WRITTEN EXERCISE 1: For each statement below, tell whether it agrees with the article below on the Dancing Plague of 1518, and answer yes or no along with the exact words from the article that decide it. (a) Strasbourg had some plumbing or sanitation in the 1500s. (b) Church leaders usually explained that God was punishing or testing the people. (c) Those with money and wealth were the ones who went into battle.

****************

The Dancing Plague of 1518

The Dancing Plague of 1518

Cynthia Wing, Staff Writer

This story takes place in Strasbourg, Alsace in 1518. Living in Strasbourg was really rough. Strasbourg people still had the feudal system at this time which meant that kings and queens were in charge while everyone else was considered a poor peasant. As a peasant, you had no rights as an individual and you had to live in very disgusting conditions. The drinking water was filthy because it was water everyone used to wash their bodies and clothes. The only option they had to quench their thirst was the dirty drinking water. 

At this time, people did not understand yet what germs were or that everything was covered in a layer of filth. There was also feces from humans and animals all over the place. In the 1500s, there wasn’t any form of plumbing or sanitation. Years and years of bad weather had left the town with little to no food. The food that was available would be too expensive and only the royalty and the rich could afford it. During this time, a peasant’s purpose in the system was to serve the king and queens which meant instead of those with money and wealth participating in wars, it was the peasants or the less thans who had to go into battle. Having no money meant you had to do everyone else’s work.

The local church in town was a way for the people to escape the daily horrors of their lives. The leaders of the church were seen as the one all be all. When something horrible would be happening in town, people would run to the leaders for answers. The church leaders would guide those and give answers as to why they were sick, poor, hungry, etc. Usually, the answer was that God was punishing them or testing them. Church was the center of everyone’s life.

****************

WRITTEN EXERCISE 2: Please rewrite the records, from the part that opens with their first line and closes with the line containing "0,632,60,673", as a two-column CSV with the columns request and response, one row per request. Put each value in a single quoted field, turn line breaks into spaces, and leave out the pictures.

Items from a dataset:
****************

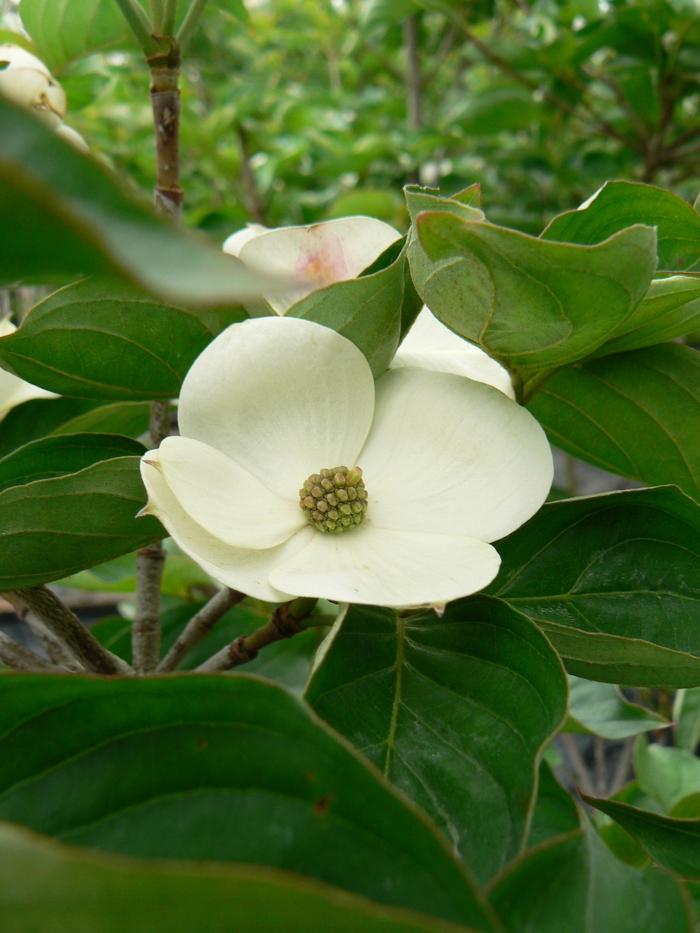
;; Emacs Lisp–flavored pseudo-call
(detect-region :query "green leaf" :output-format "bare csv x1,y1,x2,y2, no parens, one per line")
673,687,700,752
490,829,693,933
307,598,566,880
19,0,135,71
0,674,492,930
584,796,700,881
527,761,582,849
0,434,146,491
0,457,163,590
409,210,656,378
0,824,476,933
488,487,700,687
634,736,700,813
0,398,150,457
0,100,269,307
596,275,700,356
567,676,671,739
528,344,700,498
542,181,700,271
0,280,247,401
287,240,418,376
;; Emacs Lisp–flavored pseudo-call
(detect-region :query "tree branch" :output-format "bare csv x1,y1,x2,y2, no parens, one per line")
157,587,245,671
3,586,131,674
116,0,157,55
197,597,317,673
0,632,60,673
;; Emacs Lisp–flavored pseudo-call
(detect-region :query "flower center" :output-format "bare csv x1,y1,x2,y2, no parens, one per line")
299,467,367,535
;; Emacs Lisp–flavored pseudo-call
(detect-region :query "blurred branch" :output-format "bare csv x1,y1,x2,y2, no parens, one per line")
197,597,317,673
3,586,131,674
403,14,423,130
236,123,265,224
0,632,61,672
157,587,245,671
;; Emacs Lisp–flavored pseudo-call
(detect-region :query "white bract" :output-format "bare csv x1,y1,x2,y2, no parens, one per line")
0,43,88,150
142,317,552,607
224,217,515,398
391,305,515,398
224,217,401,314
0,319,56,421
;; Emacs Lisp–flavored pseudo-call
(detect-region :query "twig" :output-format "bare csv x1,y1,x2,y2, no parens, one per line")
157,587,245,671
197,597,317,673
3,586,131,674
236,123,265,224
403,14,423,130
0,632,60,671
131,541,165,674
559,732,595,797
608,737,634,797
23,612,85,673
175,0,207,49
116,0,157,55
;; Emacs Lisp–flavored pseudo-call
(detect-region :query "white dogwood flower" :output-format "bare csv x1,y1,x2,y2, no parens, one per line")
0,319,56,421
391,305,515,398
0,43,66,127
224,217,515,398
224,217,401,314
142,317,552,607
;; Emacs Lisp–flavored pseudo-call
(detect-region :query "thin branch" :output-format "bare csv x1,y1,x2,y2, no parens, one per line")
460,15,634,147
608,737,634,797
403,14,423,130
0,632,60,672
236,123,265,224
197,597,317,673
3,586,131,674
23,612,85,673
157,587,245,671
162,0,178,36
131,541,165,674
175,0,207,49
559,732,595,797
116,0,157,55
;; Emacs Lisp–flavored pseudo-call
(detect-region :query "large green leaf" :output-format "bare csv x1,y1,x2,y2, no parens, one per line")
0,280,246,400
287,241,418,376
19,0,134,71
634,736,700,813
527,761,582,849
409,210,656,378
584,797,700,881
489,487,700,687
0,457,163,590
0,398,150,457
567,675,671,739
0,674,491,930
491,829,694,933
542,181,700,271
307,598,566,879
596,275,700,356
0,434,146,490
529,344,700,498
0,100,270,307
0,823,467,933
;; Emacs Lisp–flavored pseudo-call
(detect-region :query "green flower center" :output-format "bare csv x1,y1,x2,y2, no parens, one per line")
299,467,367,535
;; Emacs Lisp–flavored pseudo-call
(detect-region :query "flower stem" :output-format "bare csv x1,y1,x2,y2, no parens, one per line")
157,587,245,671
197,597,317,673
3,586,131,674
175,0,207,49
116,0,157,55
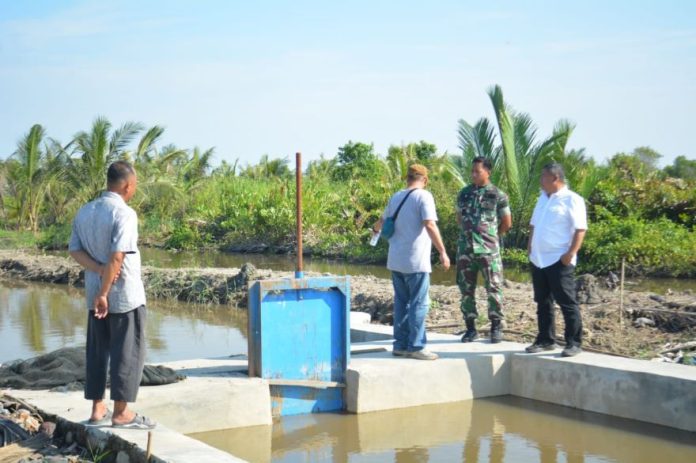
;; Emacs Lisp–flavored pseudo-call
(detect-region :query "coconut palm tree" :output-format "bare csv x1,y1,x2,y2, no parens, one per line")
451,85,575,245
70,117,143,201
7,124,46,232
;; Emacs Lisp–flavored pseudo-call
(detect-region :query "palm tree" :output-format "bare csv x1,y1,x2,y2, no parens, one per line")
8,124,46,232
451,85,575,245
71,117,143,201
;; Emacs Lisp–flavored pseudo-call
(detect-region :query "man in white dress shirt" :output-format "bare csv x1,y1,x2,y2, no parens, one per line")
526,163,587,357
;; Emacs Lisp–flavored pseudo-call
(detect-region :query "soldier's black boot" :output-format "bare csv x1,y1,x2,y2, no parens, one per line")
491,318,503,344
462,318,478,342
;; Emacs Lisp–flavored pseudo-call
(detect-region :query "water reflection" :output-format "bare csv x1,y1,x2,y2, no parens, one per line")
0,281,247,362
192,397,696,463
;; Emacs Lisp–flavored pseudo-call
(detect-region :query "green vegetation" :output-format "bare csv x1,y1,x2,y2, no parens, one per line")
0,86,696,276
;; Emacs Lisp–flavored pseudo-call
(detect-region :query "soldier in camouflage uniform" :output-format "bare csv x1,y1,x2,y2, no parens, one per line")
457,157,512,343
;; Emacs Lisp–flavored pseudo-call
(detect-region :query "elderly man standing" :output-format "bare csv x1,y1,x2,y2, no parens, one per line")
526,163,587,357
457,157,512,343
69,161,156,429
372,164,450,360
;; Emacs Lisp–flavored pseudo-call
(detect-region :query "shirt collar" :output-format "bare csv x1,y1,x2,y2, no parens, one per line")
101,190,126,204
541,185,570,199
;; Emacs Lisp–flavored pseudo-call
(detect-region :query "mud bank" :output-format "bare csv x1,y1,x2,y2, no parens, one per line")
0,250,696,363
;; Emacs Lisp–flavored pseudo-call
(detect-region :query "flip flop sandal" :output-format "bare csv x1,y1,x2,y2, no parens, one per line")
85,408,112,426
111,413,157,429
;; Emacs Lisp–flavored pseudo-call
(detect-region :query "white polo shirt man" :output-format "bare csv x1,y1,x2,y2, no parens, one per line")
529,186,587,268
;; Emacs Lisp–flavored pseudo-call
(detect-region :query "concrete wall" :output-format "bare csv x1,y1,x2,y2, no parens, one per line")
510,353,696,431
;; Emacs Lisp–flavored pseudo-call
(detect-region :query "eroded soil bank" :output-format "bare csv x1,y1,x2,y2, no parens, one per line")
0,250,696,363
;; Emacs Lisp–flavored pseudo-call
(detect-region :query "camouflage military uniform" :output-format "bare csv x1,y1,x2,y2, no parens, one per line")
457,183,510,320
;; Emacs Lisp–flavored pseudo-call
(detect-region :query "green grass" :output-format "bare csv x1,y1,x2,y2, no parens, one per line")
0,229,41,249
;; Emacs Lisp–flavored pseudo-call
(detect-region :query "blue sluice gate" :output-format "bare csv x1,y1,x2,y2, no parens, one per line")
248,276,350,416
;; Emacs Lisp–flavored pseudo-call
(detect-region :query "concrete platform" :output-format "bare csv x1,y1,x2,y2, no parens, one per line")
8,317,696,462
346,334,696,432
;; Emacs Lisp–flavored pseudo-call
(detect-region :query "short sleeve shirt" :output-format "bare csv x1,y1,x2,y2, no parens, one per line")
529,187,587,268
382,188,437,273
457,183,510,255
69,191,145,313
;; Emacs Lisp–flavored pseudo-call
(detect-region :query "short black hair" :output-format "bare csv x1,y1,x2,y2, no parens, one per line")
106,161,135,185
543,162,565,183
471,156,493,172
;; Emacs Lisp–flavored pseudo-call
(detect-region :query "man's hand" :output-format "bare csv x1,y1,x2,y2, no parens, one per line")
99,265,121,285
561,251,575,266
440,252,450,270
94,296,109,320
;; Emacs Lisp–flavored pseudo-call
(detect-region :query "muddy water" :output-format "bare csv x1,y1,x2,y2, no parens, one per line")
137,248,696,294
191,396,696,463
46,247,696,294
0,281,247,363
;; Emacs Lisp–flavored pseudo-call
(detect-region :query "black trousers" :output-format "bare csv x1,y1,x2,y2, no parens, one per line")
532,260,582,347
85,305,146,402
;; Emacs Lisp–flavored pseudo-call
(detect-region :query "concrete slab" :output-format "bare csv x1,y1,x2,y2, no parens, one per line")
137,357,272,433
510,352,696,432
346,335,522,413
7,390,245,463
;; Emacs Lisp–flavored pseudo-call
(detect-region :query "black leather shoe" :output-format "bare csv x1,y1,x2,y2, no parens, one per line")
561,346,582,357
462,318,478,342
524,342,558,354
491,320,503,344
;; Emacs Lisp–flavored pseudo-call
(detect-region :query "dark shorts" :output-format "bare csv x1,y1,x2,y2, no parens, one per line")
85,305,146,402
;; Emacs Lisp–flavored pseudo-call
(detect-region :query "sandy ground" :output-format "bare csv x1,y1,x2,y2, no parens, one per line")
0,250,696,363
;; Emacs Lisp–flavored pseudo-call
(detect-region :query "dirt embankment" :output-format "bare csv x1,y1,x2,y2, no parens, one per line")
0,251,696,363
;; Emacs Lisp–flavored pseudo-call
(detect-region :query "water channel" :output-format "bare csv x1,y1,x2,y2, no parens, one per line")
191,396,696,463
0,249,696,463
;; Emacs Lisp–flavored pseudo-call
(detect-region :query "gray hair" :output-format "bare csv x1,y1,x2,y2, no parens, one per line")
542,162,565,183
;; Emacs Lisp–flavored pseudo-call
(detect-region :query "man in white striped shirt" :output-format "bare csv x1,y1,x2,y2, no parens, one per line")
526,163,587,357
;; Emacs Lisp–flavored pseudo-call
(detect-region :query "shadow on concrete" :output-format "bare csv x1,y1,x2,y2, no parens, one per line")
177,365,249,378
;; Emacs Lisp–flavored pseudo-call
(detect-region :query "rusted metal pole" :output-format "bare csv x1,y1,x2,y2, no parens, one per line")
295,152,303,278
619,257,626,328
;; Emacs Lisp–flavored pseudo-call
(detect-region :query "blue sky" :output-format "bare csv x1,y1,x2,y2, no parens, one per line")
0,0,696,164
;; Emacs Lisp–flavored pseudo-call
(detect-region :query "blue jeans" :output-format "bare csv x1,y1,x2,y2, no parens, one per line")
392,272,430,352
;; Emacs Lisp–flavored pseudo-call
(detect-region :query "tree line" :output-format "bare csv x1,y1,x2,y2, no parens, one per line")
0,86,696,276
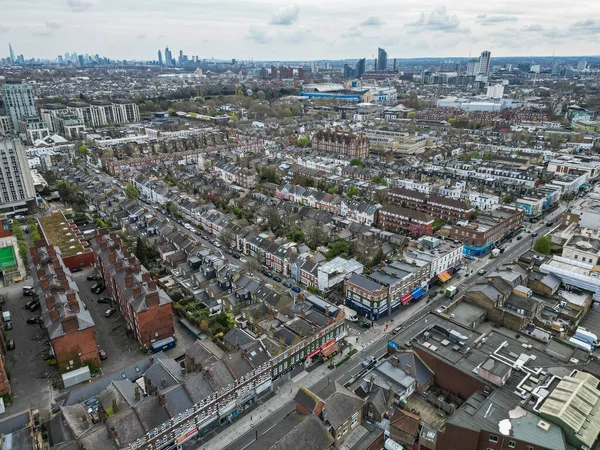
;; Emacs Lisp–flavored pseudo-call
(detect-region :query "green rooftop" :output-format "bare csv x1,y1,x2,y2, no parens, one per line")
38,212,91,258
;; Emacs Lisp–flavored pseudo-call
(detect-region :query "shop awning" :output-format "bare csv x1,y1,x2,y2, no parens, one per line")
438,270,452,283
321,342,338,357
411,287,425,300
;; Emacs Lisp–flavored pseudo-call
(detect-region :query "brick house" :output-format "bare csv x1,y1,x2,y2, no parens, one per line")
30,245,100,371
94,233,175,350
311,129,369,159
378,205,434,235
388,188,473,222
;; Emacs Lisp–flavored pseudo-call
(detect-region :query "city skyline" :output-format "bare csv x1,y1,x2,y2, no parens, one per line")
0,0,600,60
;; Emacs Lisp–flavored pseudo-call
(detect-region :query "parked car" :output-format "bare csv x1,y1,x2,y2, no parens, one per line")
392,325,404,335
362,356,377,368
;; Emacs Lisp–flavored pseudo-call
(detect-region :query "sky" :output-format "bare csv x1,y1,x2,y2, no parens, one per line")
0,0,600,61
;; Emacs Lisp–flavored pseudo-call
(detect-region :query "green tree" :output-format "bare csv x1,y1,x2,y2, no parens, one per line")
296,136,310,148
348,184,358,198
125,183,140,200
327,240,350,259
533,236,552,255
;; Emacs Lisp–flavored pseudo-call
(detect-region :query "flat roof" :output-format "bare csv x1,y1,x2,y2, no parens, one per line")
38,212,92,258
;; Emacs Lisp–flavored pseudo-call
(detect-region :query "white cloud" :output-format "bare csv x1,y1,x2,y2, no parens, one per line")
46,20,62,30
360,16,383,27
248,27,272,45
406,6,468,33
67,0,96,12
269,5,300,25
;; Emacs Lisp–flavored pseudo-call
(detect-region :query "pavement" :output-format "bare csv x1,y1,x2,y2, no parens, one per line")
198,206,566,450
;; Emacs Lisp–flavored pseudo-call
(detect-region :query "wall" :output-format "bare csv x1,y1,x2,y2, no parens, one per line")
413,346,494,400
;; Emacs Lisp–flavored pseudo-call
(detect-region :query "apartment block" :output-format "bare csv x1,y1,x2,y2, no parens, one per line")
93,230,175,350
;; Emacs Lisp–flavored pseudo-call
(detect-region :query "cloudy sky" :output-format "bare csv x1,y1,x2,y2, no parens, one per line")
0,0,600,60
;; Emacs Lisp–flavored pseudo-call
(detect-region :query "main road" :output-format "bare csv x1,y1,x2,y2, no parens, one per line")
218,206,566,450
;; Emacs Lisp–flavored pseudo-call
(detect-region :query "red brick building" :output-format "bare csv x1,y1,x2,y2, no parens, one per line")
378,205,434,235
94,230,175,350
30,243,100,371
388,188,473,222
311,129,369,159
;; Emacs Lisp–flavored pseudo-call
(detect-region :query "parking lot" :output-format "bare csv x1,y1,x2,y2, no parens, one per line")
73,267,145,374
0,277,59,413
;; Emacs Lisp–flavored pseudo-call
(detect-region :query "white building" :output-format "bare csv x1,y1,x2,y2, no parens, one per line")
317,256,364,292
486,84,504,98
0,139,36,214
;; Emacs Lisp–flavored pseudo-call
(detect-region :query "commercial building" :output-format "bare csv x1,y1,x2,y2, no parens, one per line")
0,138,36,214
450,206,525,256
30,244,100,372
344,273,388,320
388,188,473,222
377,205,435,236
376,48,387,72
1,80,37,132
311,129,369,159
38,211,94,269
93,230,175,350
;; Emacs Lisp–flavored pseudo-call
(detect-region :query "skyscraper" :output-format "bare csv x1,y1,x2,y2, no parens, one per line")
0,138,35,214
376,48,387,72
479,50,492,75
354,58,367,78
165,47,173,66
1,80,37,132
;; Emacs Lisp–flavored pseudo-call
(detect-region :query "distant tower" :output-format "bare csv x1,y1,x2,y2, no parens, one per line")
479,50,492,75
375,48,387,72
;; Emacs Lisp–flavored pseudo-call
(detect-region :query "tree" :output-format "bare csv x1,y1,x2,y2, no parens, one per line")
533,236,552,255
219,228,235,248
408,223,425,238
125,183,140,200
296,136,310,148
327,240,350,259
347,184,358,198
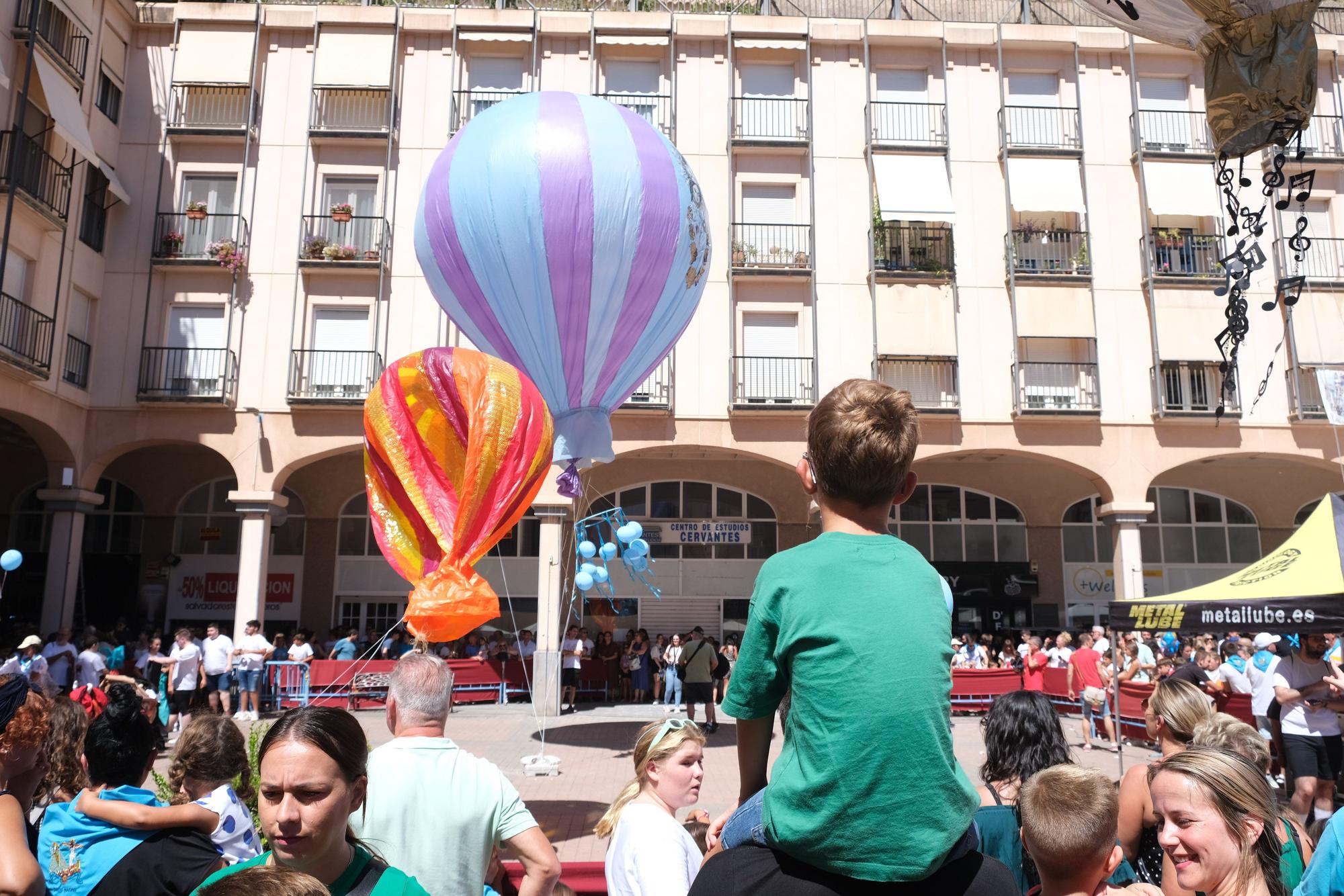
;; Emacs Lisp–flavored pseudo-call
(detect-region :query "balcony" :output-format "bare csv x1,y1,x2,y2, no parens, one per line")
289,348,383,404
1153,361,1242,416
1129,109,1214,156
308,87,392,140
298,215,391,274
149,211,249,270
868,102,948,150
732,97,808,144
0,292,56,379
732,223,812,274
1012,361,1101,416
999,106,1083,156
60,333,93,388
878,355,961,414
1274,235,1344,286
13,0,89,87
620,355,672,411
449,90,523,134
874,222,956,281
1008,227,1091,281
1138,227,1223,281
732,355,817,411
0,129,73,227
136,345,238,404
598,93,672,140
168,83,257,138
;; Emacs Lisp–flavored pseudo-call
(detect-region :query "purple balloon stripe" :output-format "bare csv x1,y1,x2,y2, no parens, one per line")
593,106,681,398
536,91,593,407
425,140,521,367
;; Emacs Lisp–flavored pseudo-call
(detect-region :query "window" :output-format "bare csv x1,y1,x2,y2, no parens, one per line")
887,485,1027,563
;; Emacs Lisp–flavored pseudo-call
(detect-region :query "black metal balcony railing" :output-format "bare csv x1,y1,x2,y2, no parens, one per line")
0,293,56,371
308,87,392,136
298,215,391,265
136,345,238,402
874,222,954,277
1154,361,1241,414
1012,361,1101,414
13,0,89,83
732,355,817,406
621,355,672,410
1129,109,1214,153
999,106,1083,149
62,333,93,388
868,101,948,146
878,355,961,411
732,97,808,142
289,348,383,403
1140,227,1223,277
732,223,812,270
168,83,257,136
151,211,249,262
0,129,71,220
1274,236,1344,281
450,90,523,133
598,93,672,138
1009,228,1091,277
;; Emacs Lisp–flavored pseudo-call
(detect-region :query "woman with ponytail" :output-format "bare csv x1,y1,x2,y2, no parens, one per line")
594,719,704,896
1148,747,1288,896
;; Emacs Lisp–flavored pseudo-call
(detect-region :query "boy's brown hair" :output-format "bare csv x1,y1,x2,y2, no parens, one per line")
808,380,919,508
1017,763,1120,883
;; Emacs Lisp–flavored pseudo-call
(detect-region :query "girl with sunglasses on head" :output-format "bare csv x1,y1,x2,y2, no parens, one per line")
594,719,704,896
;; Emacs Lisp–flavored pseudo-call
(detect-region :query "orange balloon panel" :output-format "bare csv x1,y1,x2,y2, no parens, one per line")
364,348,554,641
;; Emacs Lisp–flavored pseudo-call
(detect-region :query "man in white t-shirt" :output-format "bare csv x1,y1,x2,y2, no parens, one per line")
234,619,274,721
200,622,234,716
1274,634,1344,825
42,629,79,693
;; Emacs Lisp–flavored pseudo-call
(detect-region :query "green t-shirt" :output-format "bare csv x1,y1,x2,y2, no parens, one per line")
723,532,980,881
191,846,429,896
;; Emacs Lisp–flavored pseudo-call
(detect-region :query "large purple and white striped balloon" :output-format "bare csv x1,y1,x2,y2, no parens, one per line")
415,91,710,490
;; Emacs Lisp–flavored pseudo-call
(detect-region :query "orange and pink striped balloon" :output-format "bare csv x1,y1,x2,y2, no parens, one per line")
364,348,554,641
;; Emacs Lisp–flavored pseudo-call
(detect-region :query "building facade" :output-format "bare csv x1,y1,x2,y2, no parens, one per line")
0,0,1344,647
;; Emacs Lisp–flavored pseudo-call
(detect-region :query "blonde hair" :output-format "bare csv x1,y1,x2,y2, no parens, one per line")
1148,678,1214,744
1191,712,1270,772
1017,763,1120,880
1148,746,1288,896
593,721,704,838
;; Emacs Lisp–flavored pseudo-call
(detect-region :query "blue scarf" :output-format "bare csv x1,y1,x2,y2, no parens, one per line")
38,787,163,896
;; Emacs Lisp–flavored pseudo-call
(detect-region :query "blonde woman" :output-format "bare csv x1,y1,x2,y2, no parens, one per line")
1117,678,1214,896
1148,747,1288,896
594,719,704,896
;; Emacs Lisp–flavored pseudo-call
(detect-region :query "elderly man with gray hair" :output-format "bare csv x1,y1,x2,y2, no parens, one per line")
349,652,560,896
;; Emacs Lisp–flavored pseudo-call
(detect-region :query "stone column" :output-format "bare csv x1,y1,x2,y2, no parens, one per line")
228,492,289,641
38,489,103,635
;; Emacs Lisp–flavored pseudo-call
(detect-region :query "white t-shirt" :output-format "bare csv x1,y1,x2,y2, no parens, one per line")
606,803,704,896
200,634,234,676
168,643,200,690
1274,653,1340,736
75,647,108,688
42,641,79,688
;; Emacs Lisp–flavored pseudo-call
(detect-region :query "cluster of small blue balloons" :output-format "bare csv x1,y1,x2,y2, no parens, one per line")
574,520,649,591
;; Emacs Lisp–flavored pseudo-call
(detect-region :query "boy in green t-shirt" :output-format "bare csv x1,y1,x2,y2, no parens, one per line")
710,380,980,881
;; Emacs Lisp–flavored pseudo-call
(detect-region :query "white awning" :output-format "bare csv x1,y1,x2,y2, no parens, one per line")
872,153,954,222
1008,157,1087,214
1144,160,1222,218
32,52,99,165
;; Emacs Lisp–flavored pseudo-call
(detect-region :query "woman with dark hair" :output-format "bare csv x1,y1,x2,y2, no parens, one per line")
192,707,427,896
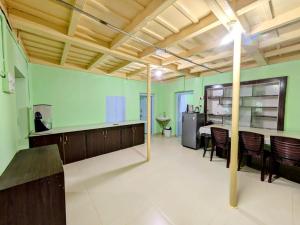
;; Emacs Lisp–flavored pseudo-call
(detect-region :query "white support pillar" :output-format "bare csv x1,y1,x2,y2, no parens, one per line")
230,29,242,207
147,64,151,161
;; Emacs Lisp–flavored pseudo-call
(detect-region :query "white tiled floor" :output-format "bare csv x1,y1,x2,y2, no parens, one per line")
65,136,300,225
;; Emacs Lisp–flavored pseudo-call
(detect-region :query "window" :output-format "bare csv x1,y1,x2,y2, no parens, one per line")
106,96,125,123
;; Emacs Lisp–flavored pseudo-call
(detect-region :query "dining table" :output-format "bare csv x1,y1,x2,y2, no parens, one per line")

****************

FINAL RESULT 1:
(a) No: "In the 1500s, there wasn’t any form of plumbing or sanitation."
(b) Yes: "Usually, the answer was that God was punishing them or testing them."
(c) No: "instead of those with money and wealth participating in wars, it was the peasants or the less thans who had to go into battle."

FINAL RESULT 2:
request,response
";; Emacs Lisp–flavored pseudo-call (detect-region :query ""green leaf"" :output-format ""bare csv x1,y1,x2,y2, no parens, one per line"")","673,687,700,752 490,829,693,933 307,598,566,880 19,0,135,71 0,674,492,930 584,796,700,881 527,761,582,849 0,434,146,491 0,457,163,590 409,210,656,378 0,824,476,933 488,487,700,687 634,736,700,813 0,398,150,457 0,100,269,307 596,275,700,356 567,676,671,739 528,344,700,498 542,181,700,271 0,280,247,401 287,240,418,376"
";; Emacs Lisp–flavored pseudo-call (detect-region :query ""tree branch"" :output-format ""bare csv x1,y1,x2,y2, no parens, one per line"")","157,587,245,671 3,586,131,674 116,0,157,55 197,597,317,673 0,632,60,673"